▶ **What this task involves**
Render the records below as a numbered list, from the line with "blue beach towel" up to and including the line with "[704, 0, 1341, 896]", leaving out any blank lines.

▶ **Supplied entries**
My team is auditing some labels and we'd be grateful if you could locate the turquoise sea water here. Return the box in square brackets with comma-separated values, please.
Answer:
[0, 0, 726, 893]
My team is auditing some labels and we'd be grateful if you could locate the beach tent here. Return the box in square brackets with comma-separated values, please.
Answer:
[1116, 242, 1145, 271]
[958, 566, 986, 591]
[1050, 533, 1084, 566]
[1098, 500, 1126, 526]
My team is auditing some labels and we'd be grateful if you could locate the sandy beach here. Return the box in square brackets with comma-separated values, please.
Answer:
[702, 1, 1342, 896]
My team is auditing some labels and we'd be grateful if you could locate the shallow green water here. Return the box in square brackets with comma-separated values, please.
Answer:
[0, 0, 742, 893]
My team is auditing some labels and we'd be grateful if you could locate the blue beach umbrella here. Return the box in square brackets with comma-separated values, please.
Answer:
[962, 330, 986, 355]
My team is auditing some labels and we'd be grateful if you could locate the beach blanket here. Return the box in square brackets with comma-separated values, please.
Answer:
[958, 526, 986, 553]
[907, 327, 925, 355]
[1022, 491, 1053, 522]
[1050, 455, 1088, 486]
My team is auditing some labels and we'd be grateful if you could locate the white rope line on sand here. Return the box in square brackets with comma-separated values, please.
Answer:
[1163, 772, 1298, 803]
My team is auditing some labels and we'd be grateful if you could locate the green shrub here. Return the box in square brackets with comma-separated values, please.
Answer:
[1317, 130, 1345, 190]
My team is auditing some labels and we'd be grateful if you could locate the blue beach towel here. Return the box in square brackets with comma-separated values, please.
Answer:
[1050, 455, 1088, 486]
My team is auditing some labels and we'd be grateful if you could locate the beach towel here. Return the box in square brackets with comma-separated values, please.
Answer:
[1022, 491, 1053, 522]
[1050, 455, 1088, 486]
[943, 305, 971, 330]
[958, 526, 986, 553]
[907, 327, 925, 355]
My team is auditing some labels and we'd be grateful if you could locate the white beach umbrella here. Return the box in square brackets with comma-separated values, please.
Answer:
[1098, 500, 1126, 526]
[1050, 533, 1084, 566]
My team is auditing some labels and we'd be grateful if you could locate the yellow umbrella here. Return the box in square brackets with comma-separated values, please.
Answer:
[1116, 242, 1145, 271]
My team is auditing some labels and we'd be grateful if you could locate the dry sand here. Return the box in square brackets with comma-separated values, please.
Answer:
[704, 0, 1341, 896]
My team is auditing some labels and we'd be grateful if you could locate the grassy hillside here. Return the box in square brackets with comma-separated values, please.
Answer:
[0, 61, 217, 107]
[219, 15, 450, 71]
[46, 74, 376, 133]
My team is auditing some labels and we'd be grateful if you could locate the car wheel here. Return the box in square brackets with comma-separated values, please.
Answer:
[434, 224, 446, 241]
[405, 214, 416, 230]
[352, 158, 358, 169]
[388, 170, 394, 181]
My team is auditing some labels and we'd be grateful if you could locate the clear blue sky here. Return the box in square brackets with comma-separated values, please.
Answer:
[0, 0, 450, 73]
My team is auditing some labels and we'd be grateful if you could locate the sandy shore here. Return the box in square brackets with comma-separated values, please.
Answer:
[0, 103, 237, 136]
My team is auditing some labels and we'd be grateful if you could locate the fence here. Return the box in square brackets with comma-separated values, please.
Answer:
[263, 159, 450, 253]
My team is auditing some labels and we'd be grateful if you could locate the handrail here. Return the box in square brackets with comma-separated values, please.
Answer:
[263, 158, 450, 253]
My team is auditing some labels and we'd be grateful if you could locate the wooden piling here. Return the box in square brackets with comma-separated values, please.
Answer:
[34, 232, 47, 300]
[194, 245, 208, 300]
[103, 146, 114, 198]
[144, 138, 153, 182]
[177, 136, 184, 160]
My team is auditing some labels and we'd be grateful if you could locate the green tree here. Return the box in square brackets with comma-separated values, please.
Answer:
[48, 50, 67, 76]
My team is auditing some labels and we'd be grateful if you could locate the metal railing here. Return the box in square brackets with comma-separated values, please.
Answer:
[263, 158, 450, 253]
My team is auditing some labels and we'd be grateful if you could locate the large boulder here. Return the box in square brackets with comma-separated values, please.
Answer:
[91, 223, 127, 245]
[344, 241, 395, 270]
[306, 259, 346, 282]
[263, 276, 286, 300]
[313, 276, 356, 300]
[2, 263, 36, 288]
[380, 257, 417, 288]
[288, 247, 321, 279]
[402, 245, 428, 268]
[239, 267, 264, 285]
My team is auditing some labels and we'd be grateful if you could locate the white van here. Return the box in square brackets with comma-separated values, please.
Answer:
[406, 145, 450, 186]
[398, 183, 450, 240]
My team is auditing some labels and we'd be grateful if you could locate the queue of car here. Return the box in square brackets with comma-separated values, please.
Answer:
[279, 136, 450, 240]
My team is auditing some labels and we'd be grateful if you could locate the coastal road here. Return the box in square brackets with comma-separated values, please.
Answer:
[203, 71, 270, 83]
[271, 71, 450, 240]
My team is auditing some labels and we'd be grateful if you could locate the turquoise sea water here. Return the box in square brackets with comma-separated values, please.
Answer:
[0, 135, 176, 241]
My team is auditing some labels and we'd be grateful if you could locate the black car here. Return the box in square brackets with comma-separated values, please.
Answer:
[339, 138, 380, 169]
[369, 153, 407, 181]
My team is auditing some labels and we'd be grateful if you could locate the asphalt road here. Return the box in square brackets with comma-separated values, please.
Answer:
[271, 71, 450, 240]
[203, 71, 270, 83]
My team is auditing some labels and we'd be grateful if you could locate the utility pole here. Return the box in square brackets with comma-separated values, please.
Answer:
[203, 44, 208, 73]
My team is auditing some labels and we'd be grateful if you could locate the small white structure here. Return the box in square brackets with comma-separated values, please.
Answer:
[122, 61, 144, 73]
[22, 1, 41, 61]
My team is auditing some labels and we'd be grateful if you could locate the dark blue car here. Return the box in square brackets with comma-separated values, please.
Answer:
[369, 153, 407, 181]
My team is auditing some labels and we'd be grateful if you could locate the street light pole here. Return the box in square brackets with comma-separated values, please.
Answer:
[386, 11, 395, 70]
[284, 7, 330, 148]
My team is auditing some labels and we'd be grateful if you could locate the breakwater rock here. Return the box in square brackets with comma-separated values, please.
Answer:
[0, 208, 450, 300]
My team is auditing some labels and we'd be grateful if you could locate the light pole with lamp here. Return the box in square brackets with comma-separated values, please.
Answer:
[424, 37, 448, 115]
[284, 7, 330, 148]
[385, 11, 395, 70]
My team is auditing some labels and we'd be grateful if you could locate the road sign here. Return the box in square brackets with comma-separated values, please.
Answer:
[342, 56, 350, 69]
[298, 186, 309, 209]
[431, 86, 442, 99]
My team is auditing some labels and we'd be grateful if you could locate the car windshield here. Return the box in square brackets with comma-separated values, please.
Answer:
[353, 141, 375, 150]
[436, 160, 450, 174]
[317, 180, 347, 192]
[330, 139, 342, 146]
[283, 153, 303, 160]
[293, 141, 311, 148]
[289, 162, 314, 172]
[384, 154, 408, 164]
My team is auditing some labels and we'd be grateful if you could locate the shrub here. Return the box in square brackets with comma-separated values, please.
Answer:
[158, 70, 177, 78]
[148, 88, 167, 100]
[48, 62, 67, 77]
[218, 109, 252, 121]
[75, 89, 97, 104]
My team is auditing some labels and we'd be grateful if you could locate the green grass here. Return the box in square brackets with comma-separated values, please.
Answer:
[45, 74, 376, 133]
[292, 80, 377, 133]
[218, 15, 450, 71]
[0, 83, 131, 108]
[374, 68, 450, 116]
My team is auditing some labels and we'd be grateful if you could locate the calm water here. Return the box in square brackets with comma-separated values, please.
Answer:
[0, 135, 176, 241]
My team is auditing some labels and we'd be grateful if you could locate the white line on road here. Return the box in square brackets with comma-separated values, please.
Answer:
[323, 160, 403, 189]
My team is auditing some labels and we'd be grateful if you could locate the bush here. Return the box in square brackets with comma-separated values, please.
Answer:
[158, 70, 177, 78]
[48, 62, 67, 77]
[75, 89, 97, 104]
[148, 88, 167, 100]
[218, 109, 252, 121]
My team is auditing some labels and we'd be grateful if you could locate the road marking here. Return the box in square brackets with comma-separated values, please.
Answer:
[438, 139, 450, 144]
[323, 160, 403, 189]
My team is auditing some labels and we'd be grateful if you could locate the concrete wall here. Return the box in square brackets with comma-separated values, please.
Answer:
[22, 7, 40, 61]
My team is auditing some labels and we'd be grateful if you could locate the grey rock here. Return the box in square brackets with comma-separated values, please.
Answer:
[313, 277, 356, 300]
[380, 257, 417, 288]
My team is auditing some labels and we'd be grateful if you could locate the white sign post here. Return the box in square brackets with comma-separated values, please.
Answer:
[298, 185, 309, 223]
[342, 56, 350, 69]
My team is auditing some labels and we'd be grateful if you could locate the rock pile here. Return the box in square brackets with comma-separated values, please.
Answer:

▶ **Exercise output**
1. My team is auditing some labels and we'd be grateful if you could locate the blue beach towel here. Return the box in square brackets with comma-separated values, please.
2. Answer:
3. [1050, 455, 1088, 486]
4. My team is auditing some labels and we'd be grateful if you could locate the beach towel here. Return the box in square brackets with comma-separated values, please.
5. Answer:
6. [1022, 491, 1053, 522]
7. [1050, 455, 1088, 486]
8. [943, 305, 971, 330]
9. [958, 526, 986, 553]
10. [907, 327, 925, 355]
11. My team is auditing some labels and we'd be grateful if you could locate the white beach umbrella here. Return the box in square brackets with comma-separated values, please.
12. Answer:
13. [1098, 500, 1126, 526]
14. [1050, 533, 1084, 566]
15. My team is auditing some labels and we'd be grateful if you could locate the yellow umbrella here. Return the box in square brackets with comma-separated values, please.
16. Answer:
17. [1116, 242, 1145, 271]
18. My team is auditing some labels and we'd be grateful if you could locate the dry sand here. Return the box in square brackets with comma-separated values, please.
19. Answer:
20. [704, 0, 1341, 896]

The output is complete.